*RECORDS FOR THE TASK*:
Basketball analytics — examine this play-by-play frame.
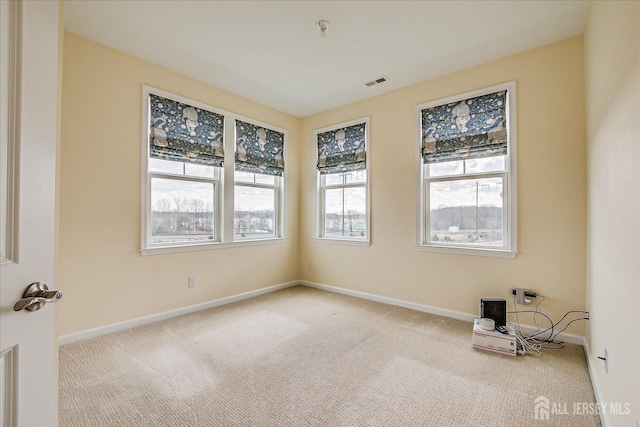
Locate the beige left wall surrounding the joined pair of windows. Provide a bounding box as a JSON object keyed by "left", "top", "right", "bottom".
{"left": 56, "top": 33, "right": 300, "bottom": 335}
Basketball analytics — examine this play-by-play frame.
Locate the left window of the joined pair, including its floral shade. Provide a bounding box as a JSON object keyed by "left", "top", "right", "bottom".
{"left": 145, "top": 93, "right": 224, "bottom": 247}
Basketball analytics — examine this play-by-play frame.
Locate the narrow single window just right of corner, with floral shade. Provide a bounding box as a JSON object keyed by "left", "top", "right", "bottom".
{"left": 315, "top": 118, "right": 369, "bottom": 244}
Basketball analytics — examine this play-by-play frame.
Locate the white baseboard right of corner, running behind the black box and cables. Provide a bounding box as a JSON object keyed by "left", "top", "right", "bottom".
{"left": 299, "top": 280, "right": 584, "bottom": 345}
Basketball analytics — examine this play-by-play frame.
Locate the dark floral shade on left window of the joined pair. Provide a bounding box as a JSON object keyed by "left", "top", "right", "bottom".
{"left": 149, "top": 94, "right": 224, "bottom": 166}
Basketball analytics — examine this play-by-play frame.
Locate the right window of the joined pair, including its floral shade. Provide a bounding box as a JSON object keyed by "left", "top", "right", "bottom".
{"left": 233, "top": 120, "right": 284, "bottom": 240}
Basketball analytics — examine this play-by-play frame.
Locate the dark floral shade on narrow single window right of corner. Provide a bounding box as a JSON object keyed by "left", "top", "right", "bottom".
{"left": 317, "top": 123, "right": 367, "bottom": 175}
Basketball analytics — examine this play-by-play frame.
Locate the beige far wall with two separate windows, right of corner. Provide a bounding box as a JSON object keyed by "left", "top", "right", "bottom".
{"left": 299, "top": 37, "right": 586, "bottom": 335}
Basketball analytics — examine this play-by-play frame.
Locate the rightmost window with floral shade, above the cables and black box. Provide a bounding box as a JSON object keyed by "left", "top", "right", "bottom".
{"left": 417, "top": 83, "right": 517, "bottom": 257}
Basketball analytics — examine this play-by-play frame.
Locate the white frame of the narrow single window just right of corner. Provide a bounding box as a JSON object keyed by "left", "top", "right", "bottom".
{"left": 313, "top": 116, "right": 371, "bottom": 246}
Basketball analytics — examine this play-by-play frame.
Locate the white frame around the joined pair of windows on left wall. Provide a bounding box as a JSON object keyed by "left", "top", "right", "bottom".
{"left": 140, "top": 85, "right": 287, "bottom": 255}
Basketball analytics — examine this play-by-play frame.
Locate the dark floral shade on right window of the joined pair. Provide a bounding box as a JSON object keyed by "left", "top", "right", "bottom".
{"left": 236, "top": 120, "right": 284, "bottom": 176}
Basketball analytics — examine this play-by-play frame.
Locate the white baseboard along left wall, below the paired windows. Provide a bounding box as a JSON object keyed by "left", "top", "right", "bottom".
{"left": 58, "top": 280, "right": 300, "bottom": 345}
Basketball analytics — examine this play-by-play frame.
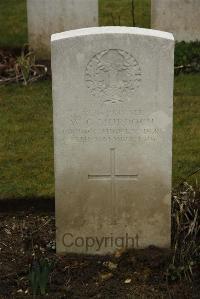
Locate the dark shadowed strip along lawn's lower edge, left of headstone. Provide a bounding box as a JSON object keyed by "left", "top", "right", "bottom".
{"left": 0, "top": 196, "right": 55, "bottom": 214}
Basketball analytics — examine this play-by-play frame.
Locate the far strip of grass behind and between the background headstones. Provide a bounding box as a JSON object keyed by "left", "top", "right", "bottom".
{"left": 0, "top": 0, "right": 151, "bottom": 48}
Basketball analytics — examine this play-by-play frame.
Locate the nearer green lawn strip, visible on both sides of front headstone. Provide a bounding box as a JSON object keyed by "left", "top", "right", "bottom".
{"left": 0, "top": 74, "right": 200, "bottom": 199}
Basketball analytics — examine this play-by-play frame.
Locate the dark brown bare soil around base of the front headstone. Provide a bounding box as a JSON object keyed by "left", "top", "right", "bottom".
{"left": 0, "top": 199, "right": 200, "bottom": 299}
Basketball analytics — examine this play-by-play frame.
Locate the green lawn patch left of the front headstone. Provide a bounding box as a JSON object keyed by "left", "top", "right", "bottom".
{"left": 0, "top": 81, "right": 54, "bottom": 198}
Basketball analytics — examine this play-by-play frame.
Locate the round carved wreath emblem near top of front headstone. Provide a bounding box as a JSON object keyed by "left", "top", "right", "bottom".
{"left": 85, "top": 49, "right": 142, "bottom": 103}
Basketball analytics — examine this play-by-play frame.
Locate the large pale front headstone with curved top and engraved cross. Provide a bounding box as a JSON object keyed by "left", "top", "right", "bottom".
{"left": 52, "top": 27, "right": 174, "bottom": 254}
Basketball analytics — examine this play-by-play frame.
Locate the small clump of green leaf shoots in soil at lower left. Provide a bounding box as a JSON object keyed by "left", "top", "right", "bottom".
{"left": 28, "top": 259, "right": 54, "bottom": 296}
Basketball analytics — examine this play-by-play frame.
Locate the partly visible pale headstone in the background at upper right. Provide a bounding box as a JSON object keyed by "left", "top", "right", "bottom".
{"left": 151, "top": 0, "right": 200, "bottom": 41}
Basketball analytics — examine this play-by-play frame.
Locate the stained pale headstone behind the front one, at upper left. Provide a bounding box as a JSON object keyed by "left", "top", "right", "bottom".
{"left": 27, "top": 0, "right": 98, "bottom": 59}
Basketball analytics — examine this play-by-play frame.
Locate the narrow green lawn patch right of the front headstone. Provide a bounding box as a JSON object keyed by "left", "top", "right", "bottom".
{"left": 173, "top": 74, "right": 200, "bottom": 188}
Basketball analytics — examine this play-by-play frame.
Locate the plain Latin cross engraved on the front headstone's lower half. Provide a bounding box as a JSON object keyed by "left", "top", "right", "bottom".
{"left": 88, "top": 148, "right": 138, "bottom": 203}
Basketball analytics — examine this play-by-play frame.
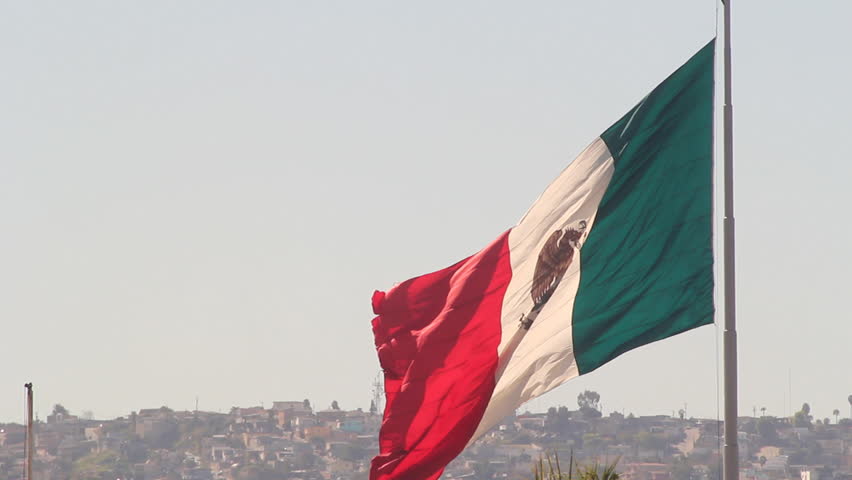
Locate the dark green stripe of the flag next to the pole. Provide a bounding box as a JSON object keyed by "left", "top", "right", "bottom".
{"left": 573, "top": 41, "right": 715, "bottom": 374}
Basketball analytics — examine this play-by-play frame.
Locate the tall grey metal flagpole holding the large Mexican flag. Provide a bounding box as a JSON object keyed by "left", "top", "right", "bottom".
{"left": 722, "top": 0, "right": 739, "bottom": 480}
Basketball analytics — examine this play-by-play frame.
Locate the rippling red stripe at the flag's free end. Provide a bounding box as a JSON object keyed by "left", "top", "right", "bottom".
{"left": 370, "top": 232, "right": 512, "bottom": 480}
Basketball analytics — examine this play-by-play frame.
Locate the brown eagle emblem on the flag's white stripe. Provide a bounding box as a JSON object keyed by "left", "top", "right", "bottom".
{"left": 521, "top": 220, "right": 587, "bottom": 330}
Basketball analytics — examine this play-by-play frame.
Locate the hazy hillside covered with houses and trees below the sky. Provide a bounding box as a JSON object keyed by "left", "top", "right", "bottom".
{"left": 0, "top": 391, "right": 852, "bottom": 480}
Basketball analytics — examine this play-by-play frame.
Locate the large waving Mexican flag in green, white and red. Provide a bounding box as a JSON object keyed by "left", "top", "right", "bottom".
{"left": 370, "top": 41, "right": 714, "bottom": 480}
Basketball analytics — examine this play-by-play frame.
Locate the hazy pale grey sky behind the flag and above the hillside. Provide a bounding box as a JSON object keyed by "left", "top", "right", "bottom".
{"left": 0, "top": 0, "right": 852, "bottom": 422}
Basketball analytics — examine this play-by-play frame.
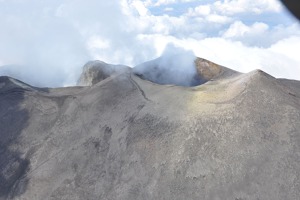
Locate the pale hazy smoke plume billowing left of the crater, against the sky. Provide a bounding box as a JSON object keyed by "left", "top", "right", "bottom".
{"left": 0, "top": 0, "right": 154, "bottom": 87}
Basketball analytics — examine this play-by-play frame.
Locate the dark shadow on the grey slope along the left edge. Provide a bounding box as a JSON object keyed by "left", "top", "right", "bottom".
{"left": 0, "top": 77, "right": 33, "bottom": 199}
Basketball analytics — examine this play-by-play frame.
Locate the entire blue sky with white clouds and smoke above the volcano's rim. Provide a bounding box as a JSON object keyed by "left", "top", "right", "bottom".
{"left": 0, "top": 0, "right": 300, "bottom": 87}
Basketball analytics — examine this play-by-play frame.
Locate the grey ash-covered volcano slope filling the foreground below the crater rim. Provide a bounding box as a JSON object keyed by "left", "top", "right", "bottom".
{"left": 0, "top": 58, "right": 300, "bottom": 200}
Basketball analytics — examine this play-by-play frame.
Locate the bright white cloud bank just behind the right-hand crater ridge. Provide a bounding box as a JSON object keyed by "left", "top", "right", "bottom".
{"left": 138, "top": 35, "right": 300, "bottom": 80}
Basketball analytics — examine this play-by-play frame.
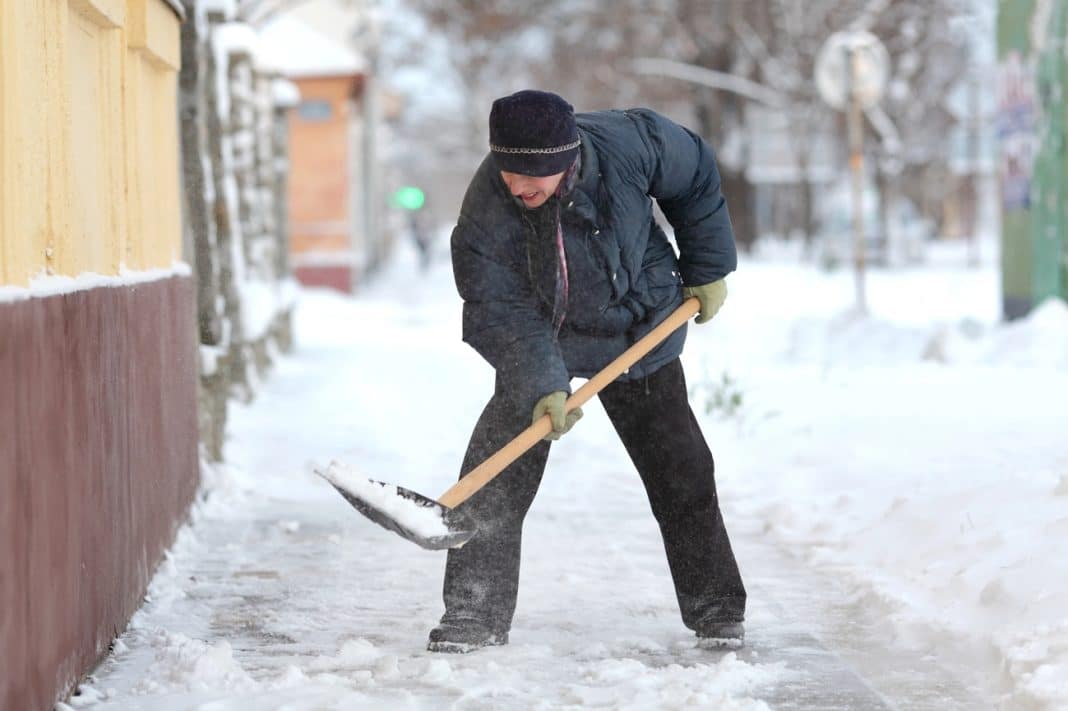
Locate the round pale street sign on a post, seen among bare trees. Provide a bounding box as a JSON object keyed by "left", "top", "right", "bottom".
{"left": 816, "top": 30, "right": 890, "bottom": 110}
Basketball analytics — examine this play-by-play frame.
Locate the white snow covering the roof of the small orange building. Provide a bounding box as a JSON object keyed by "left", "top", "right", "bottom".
{"left": 258, "top": 16, "right": 367, "bottom": 77}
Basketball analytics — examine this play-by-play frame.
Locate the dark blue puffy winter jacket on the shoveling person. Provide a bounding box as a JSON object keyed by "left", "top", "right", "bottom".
{"left": 452, "top": 104, "right": 737, "bottom": 407}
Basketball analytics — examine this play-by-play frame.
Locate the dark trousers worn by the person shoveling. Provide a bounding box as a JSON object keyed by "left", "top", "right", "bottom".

*EXERCISE*: Exactly the lines from the one with "Locate the white snow" through the final line of the entries are to be returned, both ends included.

*YOUR RESPONSE*:
Locate the white snow covering the roof of the small orange building. Provide a bounding box as a JSON object keyed by "left", "top", "right", "bottom".
{"left": 258, "top": 16, "right": 367, "bottom": 77}
Basketball analytics — examine this play-by-play frame.
Locate the dark blue puffy winter jacket on the shoveling person. Provide a bounding box as a JSON object keyed by "left", "top", "right", "bottom".
{"left": 452, "top": 104, "right": 737, "bottom": 407}
Basketball analytics — examine this play-by-play frame.
Locate the dark trousers worn by the person shoveling. Provide a bounding box as a JSON object keyed by "left", "top", "right", "bottom".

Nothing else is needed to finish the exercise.